▸ **EXTRACTED DATA**
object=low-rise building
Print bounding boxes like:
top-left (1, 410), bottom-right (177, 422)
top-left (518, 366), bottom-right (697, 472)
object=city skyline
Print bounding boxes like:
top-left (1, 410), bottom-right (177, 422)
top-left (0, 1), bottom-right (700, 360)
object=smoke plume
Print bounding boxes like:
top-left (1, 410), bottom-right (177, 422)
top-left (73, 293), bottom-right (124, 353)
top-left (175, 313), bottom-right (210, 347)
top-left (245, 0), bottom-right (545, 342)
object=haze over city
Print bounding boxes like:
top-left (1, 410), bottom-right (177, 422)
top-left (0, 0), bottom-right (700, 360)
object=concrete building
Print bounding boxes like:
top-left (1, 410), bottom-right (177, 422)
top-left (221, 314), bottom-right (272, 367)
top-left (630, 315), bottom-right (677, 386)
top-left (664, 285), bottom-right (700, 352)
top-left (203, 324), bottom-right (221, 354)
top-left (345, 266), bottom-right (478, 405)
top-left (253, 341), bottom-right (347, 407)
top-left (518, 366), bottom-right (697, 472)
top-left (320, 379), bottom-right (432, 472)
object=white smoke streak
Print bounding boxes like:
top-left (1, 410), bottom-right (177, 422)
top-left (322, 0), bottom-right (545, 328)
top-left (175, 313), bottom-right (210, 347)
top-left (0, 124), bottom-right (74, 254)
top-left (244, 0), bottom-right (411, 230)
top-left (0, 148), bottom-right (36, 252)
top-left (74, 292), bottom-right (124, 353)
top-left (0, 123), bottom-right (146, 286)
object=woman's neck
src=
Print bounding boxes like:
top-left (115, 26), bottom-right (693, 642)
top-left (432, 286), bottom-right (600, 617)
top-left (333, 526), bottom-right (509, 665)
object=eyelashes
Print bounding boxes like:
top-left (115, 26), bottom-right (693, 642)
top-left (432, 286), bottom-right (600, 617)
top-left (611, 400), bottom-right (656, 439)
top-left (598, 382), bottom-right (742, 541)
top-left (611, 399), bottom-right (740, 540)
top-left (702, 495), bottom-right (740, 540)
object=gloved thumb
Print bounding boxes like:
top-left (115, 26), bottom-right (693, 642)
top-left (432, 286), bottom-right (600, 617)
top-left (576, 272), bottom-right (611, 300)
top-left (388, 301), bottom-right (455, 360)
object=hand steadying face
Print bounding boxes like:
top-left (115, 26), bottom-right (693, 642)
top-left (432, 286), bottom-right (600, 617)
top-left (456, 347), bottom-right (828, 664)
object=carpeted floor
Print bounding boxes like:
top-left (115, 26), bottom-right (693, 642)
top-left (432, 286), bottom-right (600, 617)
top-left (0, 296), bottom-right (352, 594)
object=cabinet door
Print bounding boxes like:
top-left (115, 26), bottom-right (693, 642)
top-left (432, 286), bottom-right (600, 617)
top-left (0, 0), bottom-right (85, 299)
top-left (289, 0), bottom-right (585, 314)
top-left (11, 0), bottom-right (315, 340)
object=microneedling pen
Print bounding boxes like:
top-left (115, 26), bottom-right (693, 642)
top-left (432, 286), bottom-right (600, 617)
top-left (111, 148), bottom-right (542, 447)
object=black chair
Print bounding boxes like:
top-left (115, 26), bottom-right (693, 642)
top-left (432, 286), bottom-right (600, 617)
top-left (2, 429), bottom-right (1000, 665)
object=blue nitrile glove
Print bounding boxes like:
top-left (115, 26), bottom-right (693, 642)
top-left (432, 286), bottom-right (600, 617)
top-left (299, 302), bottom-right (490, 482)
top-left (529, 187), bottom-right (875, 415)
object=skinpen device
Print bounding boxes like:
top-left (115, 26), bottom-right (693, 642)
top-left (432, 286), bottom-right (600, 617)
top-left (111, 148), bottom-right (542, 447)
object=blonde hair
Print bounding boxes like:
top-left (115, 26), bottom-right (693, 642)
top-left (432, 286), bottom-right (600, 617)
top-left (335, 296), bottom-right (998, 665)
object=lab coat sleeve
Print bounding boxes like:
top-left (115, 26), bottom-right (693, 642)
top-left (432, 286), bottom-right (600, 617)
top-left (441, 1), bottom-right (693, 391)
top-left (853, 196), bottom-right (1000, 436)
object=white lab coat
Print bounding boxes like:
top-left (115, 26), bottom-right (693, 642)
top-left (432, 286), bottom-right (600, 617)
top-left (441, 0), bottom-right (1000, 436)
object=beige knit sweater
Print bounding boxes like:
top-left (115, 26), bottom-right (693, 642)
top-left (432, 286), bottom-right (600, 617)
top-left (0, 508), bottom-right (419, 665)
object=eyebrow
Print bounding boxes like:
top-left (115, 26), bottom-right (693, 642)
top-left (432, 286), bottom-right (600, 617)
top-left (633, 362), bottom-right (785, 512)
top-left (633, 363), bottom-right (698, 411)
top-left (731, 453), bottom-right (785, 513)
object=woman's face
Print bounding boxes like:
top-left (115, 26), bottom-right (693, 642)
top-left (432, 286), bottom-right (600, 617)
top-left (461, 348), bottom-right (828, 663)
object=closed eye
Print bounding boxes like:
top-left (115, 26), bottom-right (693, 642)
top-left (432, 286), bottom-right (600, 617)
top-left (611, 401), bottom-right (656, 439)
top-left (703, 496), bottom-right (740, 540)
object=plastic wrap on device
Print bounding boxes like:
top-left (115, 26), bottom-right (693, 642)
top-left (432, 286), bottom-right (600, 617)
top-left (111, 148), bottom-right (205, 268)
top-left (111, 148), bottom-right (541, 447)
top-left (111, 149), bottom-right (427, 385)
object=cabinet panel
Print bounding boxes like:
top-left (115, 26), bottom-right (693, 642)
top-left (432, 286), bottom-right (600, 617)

▸ **REQUIREMENTS**
Quote all of the lines above word for word.

▸ **SOLUTION TO THIS EXERCISE**
object=low-rise building
Print bounding boxes like:
top-left (1, 410), bottom-right (177, 422)
top-left (518, 366), bottom-right (697, 472)
object=city skyline
Print bounding boxes like:
top-left (1, 410), bottom-right (177, 422)
top-left (0, 1), bottom-right (700, 360)
object=smoke plume
Print bounding boxes like:
top-left (1, 410), bottom-right (177, 422)
top-left (73, 293), bottom-right (124, 353)
top-left (175, 313), bottom-right (210, 347)
top-left (245, 0), bottom-right (545, 342)
object=haze over city
Print bounding boxes like:
top-left (1, 410), bottom-right (177, 422)
top-left (0, 0), bottom-right (700, 360)
object=concrete building
Print bounding boxes like:
top-left (1, 410), bottom-right (177, 422)
top-left (221, 314), bottom-right (272, 367)
top-left (630, 315), bottom-right (677, 386)
top-left (664, 285), bottom-right (700, 352)
top-left (203, 324), bottom-right (221, 354)
top-left (345, 266), bottom-right (478, 405)
top-left (253, 341), bottom-right (347, 407)
top-left (518, 366), bottom-right (697, 472)
top-left (320, 379), bottom-right (432, 472)
object=white smoke streak
Print bounding boxes like:
top-left (1, 410), bottom-right (177, 422)
top-left (322, 0), bottom-right (545, 328)
top-left (175, 313), bottom-right (210, 347)
top-left (0, 124), bottom-right (74, 254)
top-left (244, 0), bottom-right (411, 230)
top-left (0, 148), bottom-right (36, 252)
top-left (74, 292), bottom-right (124, 353)
top-left (0, 123), bottom-right (146, 286)
object=woman's neck
src=
Print bounding boxes like:
top-left (115, 26), bottom-right (693, 642)
top-left (432, 286), bottom-right (600, 617)
top-left (333, 526), bottom-right (509, 665)
object=eyelashes
Print bounding boxes like:
top-left (115, 26), bottom-right (693, 642)
top-left (432, 286), bottom-right (600, 617)
top-left (611, 400), bottom-right (656, 439)
top-left (598, 382), bottom-right (742, 541)
top-left (611, 399), bottom-right (740, 540)
top-left (702, 495), bottom-right (740, 540)
object=gloved thumb
Print bounding boxes like:
top-left (115, 26), bottom-right (693, 642)
top-left (432, 286), bottom-right (600, 617)
top-left (576, 272), bottom-right (611, 300)
top-left (388, 301), bottom-right (455, 360)
object=hand steadying face
Print bounding boxes like:
top-left (115, 26), bottom-right (693, 642)
top-left (432, 286), bottom-right (600, 617)
top-left (456, 347), bottom-right (828, 664)
object=carpeted floor
Print bounding boxes like:
top-left (115, 26), bottom-right (693, 642)
top-left (432, 286), bottom-right (600, 617)
top-left (0, 296), bottom-right (352, 594)
object=cabinet door
Print bounding boxes like:
top-left (115, 26), bottom-right (693, 642)
top-left (432, 286), bottom-right (600, 617)
top-left (0, 0), bottom-right (85, 299)
top-left (289, 0), bottom-right (585, 314)
top-left (11, 0), bottom-right (315, 340)
object=microneedling pen
Print bounding boxes like:
top-left (115, 26), bottom-right (693, 642)
top-left (432, 286), bottom-right (600, 617)
top-left (111, 148), bottom-right (542, 447)
object=black chair
Print bounding boxes like:
top-left (115, 26), bottom-right (693, 642)
top-left (432, 286), bottom-right (600, 617)
top-left (2, 429), bottom-right (1000, 665)
object=blue nitrile glove
Print bounding boxes like:
top-left (115, 26), bottom-right (693, 642)
top-left (432, 286), bottom-right (600, 617)
top-left (299, 302), bottom-right (490, 482)
top-left (529, 187), bottom-right (875, 415)
object=skinpen device
Print bounding boxes like:
top-left (115, 26), bottom-right (693, 642)
top-left (432, 286), bottom-right (600, 617)
top-left (111, 148), bottom-right (542, 447)
object=blonde hair
Print bounding boxes like:
top-left (115, 26), bottom-right (693, 642)
top-left (432, 286), bottom-right (600, 617)
top-left (335, 296), bottom-right (998, 665)
object=lab coat sleeve
Print bounding boxes like:
top-left (115, 26), bottom-right (693, 642)
top-left (432, 286), bottom-right (600, 617)
top-left (441, 1), bottom-right (693, 391)
top-left (853, 196), bottom-right (1000, 436)
object=white lab coat
Print bounding boxes like:
top-left (115, 26), bottom-right (693, 642)
top-left (432, 286), bottom-right (600, 617)
top-left (441, 0), bottom-right (1000, 436)
object=beige knit sweater
Print bounding boxes like:
top-left (115, 26), bottom-right (693, 642)
top-left (432, 286), bottom-right (600, 617)
top-left (0, 508), bottom-right (419, 665)
object=eyebrow
Print bounding boxes like:
top-left (115, 26), bottom-right (693, 642)
top-left (432, 286), bottom-right (600, 617)
top-left (633, 362), bottom-right (785, 512)
top-left (633, 363), bottom-right (698, 411)
top-left (731, 453), bottom-right (785, 513)
object=woman's face
Print bounding boxes like:
top-left (115, 26), bottom-right (693, 642)
top-left (432, 286), bottom-right (600, 617)
top-left (461, 348), bottom-right (828, 663)
object=closed eye
Print bounding boxes like:
top-left (115, 26), bottom-right (693, 642)
top-left (432, 286), bottom-right (600, 617)
top-left (611, 401), bottom-right (656, 439)
top-left (703, 496), bottom-right (740, 540)
object=plastic wrap on device
Print bounding boxes like:
top-left (115, 26), bottom-right (693, 642)
top-left (432, 286), bottom-right (600, 617)
top-left (111, 148), bottom-right (205, 268)
top-left (111, 148), bottom-right (541, 447)
top-left (111, 149), bottom-right (427, 385)
object=cabinet panel
Print bounding boxes like:
top-left (115, 26), bottom-right (693, 642)
top-left (432, 286), bottom-right (600, 617)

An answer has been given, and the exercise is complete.